**Directions:**
1) Reproduce the portion of the ANOVA text from "H02: All the" up to and including "Samples must be independent.".
2) Pick up the ANOVA text where it stops and keep writing it.

**Passage to read:**

Two null hypotheses are tested if you are placing one observation in each cell. For this example, those
hypotheses would be:
H01: All the income groups have equal mean stress.
H02: All the gender groups have equal mean stress.
For multiple observations in cells, you would also be testing a third hypothesis:
H03: The factors are independent or the interaction effect does not exist.
An F-statistic is computed for each hypothesis you are testing.

Assumptions for Two Way ANOVA


 The population must be close to a normal distribution.
 Samples must be independent.
 Population variances must be equal.
 Groups must have equal sample sizes.
Back to Top

What is MANOVA?
MANOVA is just an ANOVA with several dependent variables. It’s similar to many other tests
and experiments in that it’s purpose is to find out if the response variable (i.e. your dependent
variable) is changed by manipulating the independent variable. The test helps to answer many
research questions, including:
 Do changes to the independent variables have statistically significant effects on dependent
variables?
 What are the interactions among dependent variables?
 What are the interactions among independent variables?

MANOVA Example
Suppose you wanted to find out if a difference in textbooks affected students’ scores in
math and science. Improvements in math and science means that there are two dependent variables,
so a MANOVA is appropriate.

[Data excerpts]
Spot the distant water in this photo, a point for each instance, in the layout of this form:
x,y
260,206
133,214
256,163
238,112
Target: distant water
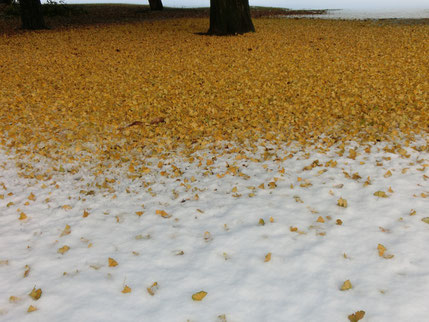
x,y
351,14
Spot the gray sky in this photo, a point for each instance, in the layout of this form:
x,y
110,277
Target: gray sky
x,y
317,4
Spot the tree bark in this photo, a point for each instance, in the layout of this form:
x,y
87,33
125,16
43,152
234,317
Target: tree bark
x,y
156,5
32,15
230,17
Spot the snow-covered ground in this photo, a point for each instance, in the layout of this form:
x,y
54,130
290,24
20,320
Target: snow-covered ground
x,y
269,235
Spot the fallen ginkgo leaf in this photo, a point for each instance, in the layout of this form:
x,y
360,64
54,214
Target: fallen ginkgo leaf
x,y
199,296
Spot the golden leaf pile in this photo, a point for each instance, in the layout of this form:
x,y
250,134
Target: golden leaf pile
x,y
287,82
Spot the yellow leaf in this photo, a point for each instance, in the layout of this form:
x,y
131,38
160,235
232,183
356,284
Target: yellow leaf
x,y
13,299
153,288
342,203
112,262
35,294
63,249
31,308
162,213
346,286
357,316
380,194
267,257
126,289
199,296
66,231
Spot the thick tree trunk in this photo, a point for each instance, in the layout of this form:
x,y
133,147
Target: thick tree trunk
x,y
31,14
230,17
156,5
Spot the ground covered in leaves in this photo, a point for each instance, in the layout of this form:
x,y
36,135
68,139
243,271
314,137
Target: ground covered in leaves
x,y
148,165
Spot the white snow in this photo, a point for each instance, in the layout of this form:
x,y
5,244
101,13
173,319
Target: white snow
x,y
217,244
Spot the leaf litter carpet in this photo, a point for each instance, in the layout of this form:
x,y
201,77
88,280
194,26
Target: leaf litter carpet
x,y
150,173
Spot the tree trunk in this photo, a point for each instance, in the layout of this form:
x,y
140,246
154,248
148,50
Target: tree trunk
x,y
230,17
156,5
31,14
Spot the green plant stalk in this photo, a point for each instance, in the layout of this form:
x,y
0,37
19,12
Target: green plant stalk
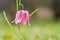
x,y
34,12
17,2
10,24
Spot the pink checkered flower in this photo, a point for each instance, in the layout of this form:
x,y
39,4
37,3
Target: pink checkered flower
x,y
22,16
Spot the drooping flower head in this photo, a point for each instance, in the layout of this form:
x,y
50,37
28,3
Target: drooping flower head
x,y
22,16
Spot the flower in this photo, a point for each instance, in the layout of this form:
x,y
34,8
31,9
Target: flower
x,y
22,16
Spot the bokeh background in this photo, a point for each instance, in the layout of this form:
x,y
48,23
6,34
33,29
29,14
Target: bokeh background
x,y
45,23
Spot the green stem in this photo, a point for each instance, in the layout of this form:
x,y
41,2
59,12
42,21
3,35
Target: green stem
x,y
17,2
34,12
10,24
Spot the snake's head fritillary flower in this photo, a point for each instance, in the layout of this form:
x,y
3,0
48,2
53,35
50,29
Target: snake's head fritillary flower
x,y
22,16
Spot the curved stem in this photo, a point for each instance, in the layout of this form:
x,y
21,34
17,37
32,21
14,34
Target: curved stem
x,y
34,12
10,24
17,2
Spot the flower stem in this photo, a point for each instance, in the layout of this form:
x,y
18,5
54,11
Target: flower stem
x,y
10,24
17,4
34,12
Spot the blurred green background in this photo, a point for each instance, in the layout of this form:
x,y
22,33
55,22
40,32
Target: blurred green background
x,y
43,25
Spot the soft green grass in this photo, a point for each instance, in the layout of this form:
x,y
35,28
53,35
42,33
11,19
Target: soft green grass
x,y
39,30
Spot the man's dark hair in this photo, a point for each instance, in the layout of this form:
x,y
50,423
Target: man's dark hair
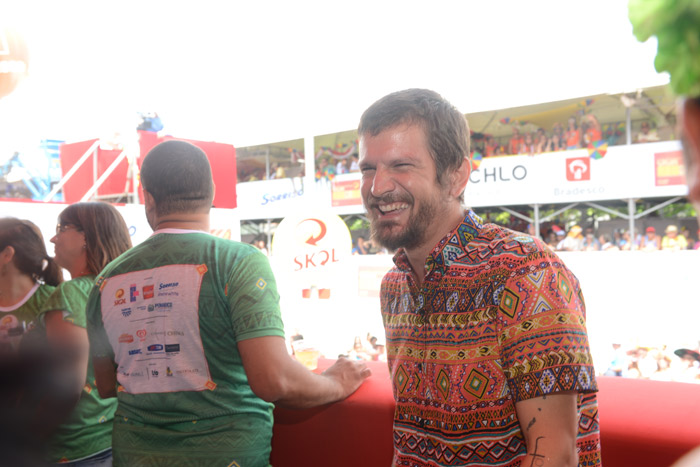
x,y
178,176
445,127
106,233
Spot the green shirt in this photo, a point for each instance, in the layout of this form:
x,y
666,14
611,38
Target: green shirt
x,y
170,312
88,429
22,314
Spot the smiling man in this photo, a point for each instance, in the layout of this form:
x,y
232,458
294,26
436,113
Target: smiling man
x,y
485,327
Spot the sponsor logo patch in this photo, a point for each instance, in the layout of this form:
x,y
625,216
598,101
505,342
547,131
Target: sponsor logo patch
x,y
147,291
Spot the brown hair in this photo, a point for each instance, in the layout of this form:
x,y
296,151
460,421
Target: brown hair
x,y
178,176
106,233
445,127
30,256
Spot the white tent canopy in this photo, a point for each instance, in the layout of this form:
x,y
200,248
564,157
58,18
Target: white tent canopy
x,y
252,73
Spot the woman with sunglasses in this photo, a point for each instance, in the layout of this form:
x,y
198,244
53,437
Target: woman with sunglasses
x,y
88,237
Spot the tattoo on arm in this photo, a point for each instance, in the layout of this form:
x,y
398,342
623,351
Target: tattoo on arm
x,y
537,459
532,422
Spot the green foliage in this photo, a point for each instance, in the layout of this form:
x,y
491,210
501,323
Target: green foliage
x,y
676,25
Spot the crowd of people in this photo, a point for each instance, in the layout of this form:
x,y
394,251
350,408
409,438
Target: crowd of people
x,y
171,351
579,132
175,349
578,239
658,363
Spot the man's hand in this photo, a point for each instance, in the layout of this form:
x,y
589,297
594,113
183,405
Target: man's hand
x,y
349,375
275,376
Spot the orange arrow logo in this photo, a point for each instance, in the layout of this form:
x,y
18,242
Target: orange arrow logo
x,y
313,240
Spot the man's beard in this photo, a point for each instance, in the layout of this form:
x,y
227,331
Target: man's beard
x,y
413,235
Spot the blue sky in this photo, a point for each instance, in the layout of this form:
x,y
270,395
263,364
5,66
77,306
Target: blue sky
x,y
260,72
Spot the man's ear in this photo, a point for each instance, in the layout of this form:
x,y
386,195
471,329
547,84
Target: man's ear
x,y
7,254
460,177
148,201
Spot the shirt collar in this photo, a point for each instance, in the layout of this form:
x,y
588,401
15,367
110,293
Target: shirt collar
x,y
450,247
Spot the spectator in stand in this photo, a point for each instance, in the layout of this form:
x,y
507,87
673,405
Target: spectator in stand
x,y
685,232
558,132
354,167
278,172
625,242
647,134
555,143
528,146
672,241
553,238
590,243
651,241
592,132
325,170
490,147
516,141
340,167
618,362
360,246
573,240
541,141
572,135
606,243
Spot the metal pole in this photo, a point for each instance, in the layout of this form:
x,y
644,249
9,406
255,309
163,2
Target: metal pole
x,y
309,167
628,125
631,207
72,171
269,237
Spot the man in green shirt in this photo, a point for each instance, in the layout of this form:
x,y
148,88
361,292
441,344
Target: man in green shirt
x,y
185,329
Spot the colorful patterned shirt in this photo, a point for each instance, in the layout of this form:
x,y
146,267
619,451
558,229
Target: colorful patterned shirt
x,y
498,319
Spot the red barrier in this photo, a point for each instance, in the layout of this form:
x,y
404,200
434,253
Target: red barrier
x,y
643,424
222,158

**Task answers:**
1)
H02: All the gender groups have equal mean stress.
For multiple observations in cells, you would also be testing a third hypothesis:
H03: The factors are independent or the interaction effect does not exist.
An F-statistic is computed for each hypothesis you are testing.

Assumptions for Two Way ANOVA


 The population must be close to a normal distribution.
 Samples must be independent.

2)
An ANOVA will give you a single (univariate) f-value while a MANOVA will give you a
multivariate F value. MANOVA tests the multiple dependent variables by creating new, artificial,
dependent variables that maximize group differences. These new dependent variables are linear
combinations of the measured dependent variables.

Interpreting the MANOVA results


If the multivariate F value indicates the test is statistically significant, this means that something is
significant. In the above example, you would not know if math scores have improved, science scores
have improved (or both). Once you have a significant result, you would then have to look at each
individual component (the univariate F tests) to see which dependent variable(s) contributed to the
statistically significant result.

Advantages and Disadvantages of


MANOVA vs. ANOVA
Advantages
1. MANOVA enables you to test multiple dependent variables.
2. MANOVA can protect against Type I errors.

Disadvantages
1. MANOVA is many times more complicated than ANOVA, making it a challenge to see
which independent variables are affecting dependent variables.
2. One degree of freedom is lost with the addition of each new variable.
3. The dependent variables should be uncorrelated as much as possible. If they are correlated,
the loss in degrees of freedom means that there isn’t much advantages in including more than
one dependent variable on the test.
Reference:
(SFSU)
Back to Top

What is Factorial ANOVA?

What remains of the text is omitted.